TASK TO COMPLETE:
Output exactly what appears from the line containing "Query: falling snow" to the end of the data below, and nothing more.

[TASK DATA Boundary: Start]

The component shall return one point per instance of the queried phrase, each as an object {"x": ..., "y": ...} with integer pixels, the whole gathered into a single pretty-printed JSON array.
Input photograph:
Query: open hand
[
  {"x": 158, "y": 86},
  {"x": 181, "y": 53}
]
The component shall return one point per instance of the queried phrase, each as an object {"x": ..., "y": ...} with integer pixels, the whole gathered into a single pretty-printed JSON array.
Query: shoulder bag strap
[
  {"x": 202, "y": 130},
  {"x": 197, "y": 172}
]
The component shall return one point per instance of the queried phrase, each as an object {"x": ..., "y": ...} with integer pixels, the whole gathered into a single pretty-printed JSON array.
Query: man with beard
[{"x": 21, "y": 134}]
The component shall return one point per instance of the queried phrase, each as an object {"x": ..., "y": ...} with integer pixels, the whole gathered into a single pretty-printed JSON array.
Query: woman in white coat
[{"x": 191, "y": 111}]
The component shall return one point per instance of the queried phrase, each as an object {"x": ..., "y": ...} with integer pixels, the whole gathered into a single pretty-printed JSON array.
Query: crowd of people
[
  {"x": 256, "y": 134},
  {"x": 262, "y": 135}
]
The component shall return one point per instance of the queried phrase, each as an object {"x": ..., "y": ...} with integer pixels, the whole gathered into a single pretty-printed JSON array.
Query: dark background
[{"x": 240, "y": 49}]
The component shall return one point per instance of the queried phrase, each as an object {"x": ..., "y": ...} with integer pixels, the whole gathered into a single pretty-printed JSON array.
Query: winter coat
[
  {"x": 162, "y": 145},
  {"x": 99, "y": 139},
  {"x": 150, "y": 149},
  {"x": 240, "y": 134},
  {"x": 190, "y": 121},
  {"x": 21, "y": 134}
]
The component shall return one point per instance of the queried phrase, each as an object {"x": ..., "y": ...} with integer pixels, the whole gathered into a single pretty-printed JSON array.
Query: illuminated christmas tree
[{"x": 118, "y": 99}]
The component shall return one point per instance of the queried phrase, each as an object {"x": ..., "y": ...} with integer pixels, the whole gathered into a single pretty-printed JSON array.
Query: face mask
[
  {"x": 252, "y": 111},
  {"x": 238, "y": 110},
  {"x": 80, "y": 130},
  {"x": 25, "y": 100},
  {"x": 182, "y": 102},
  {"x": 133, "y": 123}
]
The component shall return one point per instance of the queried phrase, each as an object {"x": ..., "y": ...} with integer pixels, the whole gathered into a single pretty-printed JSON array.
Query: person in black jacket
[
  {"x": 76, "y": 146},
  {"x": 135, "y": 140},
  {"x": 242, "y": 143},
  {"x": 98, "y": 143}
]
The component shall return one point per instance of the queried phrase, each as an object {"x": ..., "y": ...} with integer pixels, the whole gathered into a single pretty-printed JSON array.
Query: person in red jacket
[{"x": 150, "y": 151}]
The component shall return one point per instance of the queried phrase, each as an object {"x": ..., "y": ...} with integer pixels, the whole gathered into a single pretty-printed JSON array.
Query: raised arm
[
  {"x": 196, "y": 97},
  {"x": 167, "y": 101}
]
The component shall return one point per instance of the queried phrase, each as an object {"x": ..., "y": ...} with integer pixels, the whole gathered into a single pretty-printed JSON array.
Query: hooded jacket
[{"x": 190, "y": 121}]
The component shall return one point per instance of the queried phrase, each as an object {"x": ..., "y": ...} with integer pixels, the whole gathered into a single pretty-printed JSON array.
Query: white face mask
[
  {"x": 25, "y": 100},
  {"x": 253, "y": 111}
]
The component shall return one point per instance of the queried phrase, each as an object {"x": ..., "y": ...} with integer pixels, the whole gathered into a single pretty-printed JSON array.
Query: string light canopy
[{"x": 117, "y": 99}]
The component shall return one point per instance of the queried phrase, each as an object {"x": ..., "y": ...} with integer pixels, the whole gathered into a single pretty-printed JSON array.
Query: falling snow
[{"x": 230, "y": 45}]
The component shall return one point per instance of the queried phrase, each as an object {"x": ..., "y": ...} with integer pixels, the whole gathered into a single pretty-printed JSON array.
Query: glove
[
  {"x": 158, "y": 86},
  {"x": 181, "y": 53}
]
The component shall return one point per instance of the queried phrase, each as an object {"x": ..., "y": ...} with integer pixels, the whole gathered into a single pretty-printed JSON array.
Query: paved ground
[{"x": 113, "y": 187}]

[TASK DATA Boundary: End]

RESPONSE FOR THIS EXERCISE:
Query: falling snow
[{"x": 230, "y": 45}]
The component shall return one point per instance of the queried phrase, each as an object {"x": ..., "y": ...} with integer pixels, the whole gathered into a single pretty-printed JSON array.
Query: glove
[
  {"x": 158, "y": 86},
  {"x": 181, "y": 53}
]
The component shall return one point per instance of the queried phrase, each as an object {"x": ..., "y": ...} with integer pixels, the whole gathered into a single pretty-printed JSON array.
Query: paved ground
[{"x": 113, "y": 187}]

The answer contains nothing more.